Exercise
Every record below must come back exactly as given.

[Saved data entries]
- - - -

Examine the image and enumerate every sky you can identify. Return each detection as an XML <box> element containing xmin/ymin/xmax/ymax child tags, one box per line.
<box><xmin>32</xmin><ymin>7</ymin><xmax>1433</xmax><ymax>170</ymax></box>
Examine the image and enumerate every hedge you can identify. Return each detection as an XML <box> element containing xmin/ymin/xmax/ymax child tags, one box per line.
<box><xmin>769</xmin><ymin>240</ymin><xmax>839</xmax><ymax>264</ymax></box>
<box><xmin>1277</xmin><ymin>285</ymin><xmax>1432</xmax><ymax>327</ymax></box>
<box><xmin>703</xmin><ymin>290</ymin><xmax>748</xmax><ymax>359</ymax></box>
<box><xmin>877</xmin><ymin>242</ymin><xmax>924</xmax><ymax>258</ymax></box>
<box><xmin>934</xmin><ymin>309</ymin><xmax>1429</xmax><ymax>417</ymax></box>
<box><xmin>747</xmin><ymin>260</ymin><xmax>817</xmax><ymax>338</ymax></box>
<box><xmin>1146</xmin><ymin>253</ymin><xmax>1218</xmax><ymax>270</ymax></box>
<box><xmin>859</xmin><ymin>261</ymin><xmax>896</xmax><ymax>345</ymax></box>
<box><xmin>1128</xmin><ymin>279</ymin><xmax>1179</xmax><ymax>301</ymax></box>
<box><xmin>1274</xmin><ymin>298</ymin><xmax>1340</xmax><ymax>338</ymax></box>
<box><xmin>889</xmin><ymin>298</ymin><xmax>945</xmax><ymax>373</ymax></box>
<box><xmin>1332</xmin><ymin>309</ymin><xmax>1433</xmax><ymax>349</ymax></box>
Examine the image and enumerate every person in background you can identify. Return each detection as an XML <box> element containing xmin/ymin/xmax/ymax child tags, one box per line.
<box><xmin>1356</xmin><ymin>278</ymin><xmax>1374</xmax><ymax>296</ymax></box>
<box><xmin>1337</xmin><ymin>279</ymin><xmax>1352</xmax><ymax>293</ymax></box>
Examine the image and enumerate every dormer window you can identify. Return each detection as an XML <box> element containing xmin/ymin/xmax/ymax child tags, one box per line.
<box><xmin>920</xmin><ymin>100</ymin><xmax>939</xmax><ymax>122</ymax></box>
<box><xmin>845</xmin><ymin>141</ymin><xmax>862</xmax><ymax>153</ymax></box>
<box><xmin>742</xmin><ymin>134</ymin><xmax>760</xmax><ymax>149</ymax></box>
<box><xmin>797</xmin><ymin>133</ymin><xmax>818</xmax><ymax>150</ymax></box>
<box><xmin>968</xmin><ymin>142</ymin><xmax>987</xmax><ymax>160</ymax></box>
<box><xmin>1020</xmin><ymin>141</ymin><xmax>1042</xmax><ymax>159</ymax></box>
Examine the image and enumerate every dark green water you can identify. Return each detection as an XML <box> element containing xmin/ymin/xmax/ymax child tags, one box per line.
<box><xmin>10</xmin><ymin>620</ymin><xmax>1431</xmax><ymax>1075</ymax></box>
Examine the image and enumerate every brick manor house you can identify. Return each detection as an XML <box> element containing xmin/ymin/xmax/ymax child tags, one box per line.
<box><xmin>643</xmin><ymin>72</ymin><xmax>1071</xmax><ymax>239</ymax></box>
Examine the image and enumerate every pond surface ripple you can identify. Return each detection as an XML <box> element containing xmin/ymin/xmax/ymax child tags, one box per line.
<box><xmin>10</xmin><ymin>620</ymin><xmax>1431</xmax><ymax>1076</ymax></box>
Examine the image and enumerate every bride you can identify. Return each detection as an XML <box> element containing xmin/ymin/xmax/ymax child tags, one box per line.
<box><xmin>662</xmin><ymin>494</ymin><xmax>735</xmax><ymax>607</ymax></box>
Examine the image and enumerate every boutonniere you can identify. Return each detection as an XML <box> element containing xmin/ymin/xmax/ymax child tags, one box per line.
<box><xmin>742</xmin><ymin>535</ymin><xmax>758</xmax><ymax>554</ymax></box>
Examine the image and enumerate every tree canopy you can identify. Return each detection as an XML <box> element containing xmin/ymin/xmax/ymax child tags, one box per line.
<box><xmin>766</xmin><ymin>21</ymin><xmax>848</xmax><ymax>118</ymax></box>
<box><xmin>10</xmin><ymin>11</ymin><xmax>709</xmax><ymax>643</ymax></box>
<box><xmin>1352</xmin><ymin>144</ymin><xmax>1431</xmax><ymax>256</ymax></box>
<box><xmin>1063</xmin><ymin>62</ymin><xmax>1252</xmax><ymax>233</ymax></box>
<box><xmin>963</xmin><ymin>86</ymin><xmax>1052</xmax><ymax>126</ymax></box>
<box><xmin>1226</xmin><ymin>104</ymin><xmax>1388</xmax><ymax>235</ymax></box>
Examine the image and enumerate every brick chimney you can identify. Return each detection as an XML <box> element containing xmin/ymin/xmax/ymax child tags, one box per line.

- - - -

Answer to the problem
Examine the image and enumerate every sky you can identify. Return each detection as an XML <box> element containing xmin/ymin/xmax/ymax child tags, one box per line.
<box><xmin>32</xmin><ymin>7</ymin><xmax>1433</xmax><ymax>170</ymax></box>
Examine the image and enumerate every hedge you can identify. Return each detection as an XML <box> element containing xmin/ymin/xmax/ymax child tags, one box per line.
<box><xmin>769</xmin><ymin>240</ymin><xmax>839</xmax><ymax>264</ymax></box>
<box><xmin>1277</xmin><ymin>285</ymin><xmax>1432</xmax><ymax>327</ymax></box>
<box><xmin>703</xmin><ymin>290</ymin><xmax>748</xmax><ymax>359</ymax></box>
<box><xmin>877</xmin><ymin>242</ymin><xmax>924</xmax><ymax>258</ymax></box>
<box><xmin>934</xmin><ymin>309</ymin><xmax>1429</xmax><ymax>417</ymax></box>
<box><xmin>747</xmin><ymin>260</ymin><xmax>817</xmax><ymax>338</ymax></box>
<box><xmin>1146</xmin><ymin>253</ymin><xmax>1218</xmax><ymax>270</ymax></box>
<box><xmin>859</xmin><ymin>261</ymin><xmax>896</xmax><ymax>345</ymax></box>
<box><xmin>1128</xmin><ymin>279</ymin><xmax>1179</xmax><ymax>301</ymax></box>
<box><xmin>1274</xmin><ymin>298</ymin><xmax>1340</xmax><ymax>338</ymax></box>
<box><xmin>889</xmin><ymin>298</ymin><xmax>945</xmax><ymax>373</ymax></box>
<box><xmin>1332</xmin><ymin>309</ymin><xmax>1433</xmax><ymax>349</ymax></box>
Examine the image and enumerate every person in background you can identify. Return each detection as an XML <box> element containing xmin/ymin/xmax/ymax child tags, one box per line.
<box><xmin>1356</xmin><ymin>278</ymin><xmax>1374</xmax><ymax>296</ymax></box>
<box><xmin>1337</xmin><ymin>279</ymin><xmax>1352</xmax><ymax>293</ymax></box>
Examine the image and enumerate every dormer window you can identify. Return each detection as an XML <box> element containing xmin/ymin/xmax/ymax child tags, one box per line.
<box><xmin>920</xmin><ymin>100</ymin><xmax>939</xmax><ymax>122</ymax></box>
<box><xmin>845</xmin><ymin>141</ymin><xmax>862</xmax><ymax>153</ymax></box>
<box><xmin>742</xmin><ymin>134</ymin><xmax>760</xmax><ymax>149</ymax></box>
<box><xmin>797</xmin><ymin>133</ymin><xmax>818</xmax><ymax>150</ymax></box>
<box><xmin>968</xmin><ymin>142</ymin><xmax>987</xmax><ymax>160</ymax></box>
<box><xmin>1020</xmin><ymin>141</ymin><xmax>1042</xmax><ymax>159</ymax></box>
Examine the image and enumerate every dark green water you can identify. Return each detection as an XML <box> element containing xmin/ymin/xmax/ymax child tags, one box per line.
<box><xmin>10</xmin><ymin>620</ymin><xmax>1431</xmax><ymax>1075</ymax></box>
Examine the image and enumerate every brick manor house you can identify. Return each detection as an XML <box> element containing xmin/ymin/xmax/ymax child tags, one box per line.
<box><xmin>643</xmin><ymin>72</ymin><xmax>1071</xmax><ymax>239</ymax></box>
Examine the image and enumerate every pond surface ripple you can identify. Return each detection as an XML <box> element containing xmin/ymin/xmax/ymax child tags, one box per line.
<box><xmin>10</xmin><ymin>620</ymin><xmax>1431</xmax><ymax>1076</ymax></box>
Examine the image and enumerate every bride you can identify. Return each detection as an XML <box> element containing xmin/ymin/xmax/ymax child tags, one box per line.
<box><xmin>662</xmin><ymin>494</ymin><xmax>735</xmax><ymax>607</ymax></box>
Examine the image and enumerate every boutonniere you can identify. Return each detection as an XML <box> element containing xmin/ymin/xmax/ymax child tags, one box per line.
<box><xmin>742</xmin><ymin>535</ymin><xmax>758</xmax><ymax>554</ymax></box>
Examine the image and enumerate every tree canopy you can identify. Return each detection as an XML <box> element containing xmin/ymin/xmax/ymax child tags, one box per line.
<box><xmin>766</xmin><ymin>21</ymin><xmax>848</xmax><ymax>118</ymax></box>
<box><xmin>10</xmin><ymin>11</ymin><xmax>709</xmax><ymax>643</ymax></box>
<box><xmin>1352</xmin><ymin>144</ymin><xmax>1431</xmax><ymax>256</ymax></box>
<box><xmin>1063</xmin><ymin>62</ymin><xmax>1252</xmax><ymax>233</ymax></box>
<box><xmin>963</xmin><ymin>86</ymin><xmax>1052</xmax><ymax>126</ymax></box>
<box><xmin>1226</xmin><ymin>104</ymin><xmax>1388</xmax><ymax>235</ymax></box>
Examine the image and enumerate every brick chimney you can identify. Return each detection as an XML <box> element containing xmin/ymin/xmax/ymax child tags, one box per line.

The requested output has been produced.